Turn the paragraph of the genetics excerpt below that begins "Table 1 shows" into a short bulleted list that keeps its main facts.

▶ **EXTRACT PROVIDED**
BEGIN
Deviation from Hardy–Weinberg equilibrium (HWE) was tested by using the χ2 test for goodness-of-fit. Allele and genotype frequencies between the patients and control subjects were compared using Fisher’s exact test. A probability level of P < 0.05 was considered statistically significant.
Table 1 shows the genotype and allele frequencies of the XBP1 –116C/G polymorphism in the patients and control subjects. The genotype distribution was within HWE in both groups (P > 0.05). There was no significant difference in both genotype and allele frequencies between the patients and controls among all subjects (P = 0.29 for genotype and P = 0.15 for allele); men (P = 0.65 for genotype and P = 0.40 for allele), and women (P = 0.41 for genotype and P = 0.26 for allele).
END
▶ **DATA SUPPLIED**
BEGIN
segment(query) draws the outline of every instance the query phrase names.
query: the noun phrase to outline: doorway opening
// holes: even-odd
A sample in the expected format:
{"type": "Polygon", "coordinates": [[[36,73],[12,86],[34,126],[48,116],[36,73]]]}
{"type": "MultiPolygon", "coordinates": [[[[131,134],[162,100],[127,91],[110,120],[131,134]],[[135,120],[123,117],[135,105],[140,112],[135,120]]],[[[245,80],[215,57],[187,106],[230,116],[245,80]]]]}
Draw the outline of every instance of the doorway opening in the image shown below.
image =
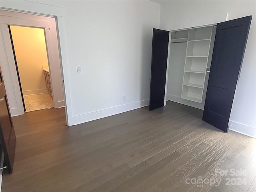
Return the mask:
{"type": "Polygon", "coordinates": [[[54,107],[44,29],[8,27],[24,111],[54,107]]]}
END
▶ **SOLUTION TO THIS EXERCISE**
- Table 1 gives the genotype and allele frequencies of the XBP1 –116C/G polymorphism in patients and control subjects.
- In both groups, the genotype distribution was within HWE (P > 0.05).
- Patients and controls showed no significant difference in genotype or allele frequencies:
  - all subjects: P = 0.29 (genotype), P = 0.15 (allele)
  - men: P = 0.65 (genotype), P = 0.40 (allele)
  - women: P = 0.41 (genotype), P = 0.26 (allele)